> **What the exercise asks**: Render every line of the entries below as a JSON array of strings, one string per line, with blank lines skipped and the pictures omitted.

## begin

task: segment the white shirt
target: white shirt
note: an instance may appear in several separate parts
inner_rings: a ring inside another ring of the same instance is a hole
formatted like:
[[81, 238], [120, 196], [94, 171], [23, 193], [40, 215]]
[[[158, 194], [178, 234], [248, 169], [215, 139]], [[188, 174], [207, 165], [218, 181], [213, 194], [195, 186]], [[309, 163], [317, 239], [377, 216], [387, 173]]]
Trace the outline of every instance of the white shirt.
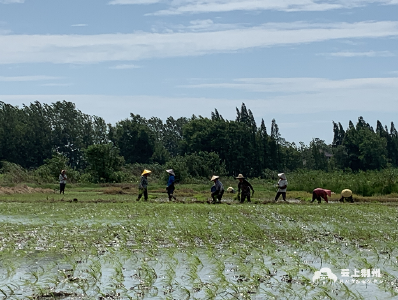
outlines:
[[279, 179], [279, 181], [278, 181], [278, 187], [279, 187], [278, 192], [286, 193], [286, 189], [287, 188], [284, 188], [284, 189], [280, 188], [281, 186], [285, 186], [285, 185], [287, 186], [287, 180], [286, 179]]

## end

> **Response**:
[
  "task: segment the white shirt",
  "target: white shirt",
  "note: an instance may appear in several separate parts",
  "inner_rings: a ring inside another ring of the same instance is a hole",
  "formatted like:",
  "[[81, 238], [120, 196], [94, 171], [23, 193], [40, 215]]",
  "[[[158, 194], [178, 234], [248, 169], [215, 139]], [[188, 174], [207, 165], [218, 181], [213, 194], [195, 186]], [[309, 163], [317, 239], [377, 216], [387, 173]]]",
  "Trace the outline of every instance of the white shirt.",
  "outlines:",
  "[[279, 179], [279, 181], [278, 181], [278, 187], [279, 187], [278, 192], [286, 193], [286, 189], [287, 188], [284, 188], [284, 189], [280, 188], [281, 186], [285, 186], [285, 185], [287, 186], [287, 180], [286, 179]]"
]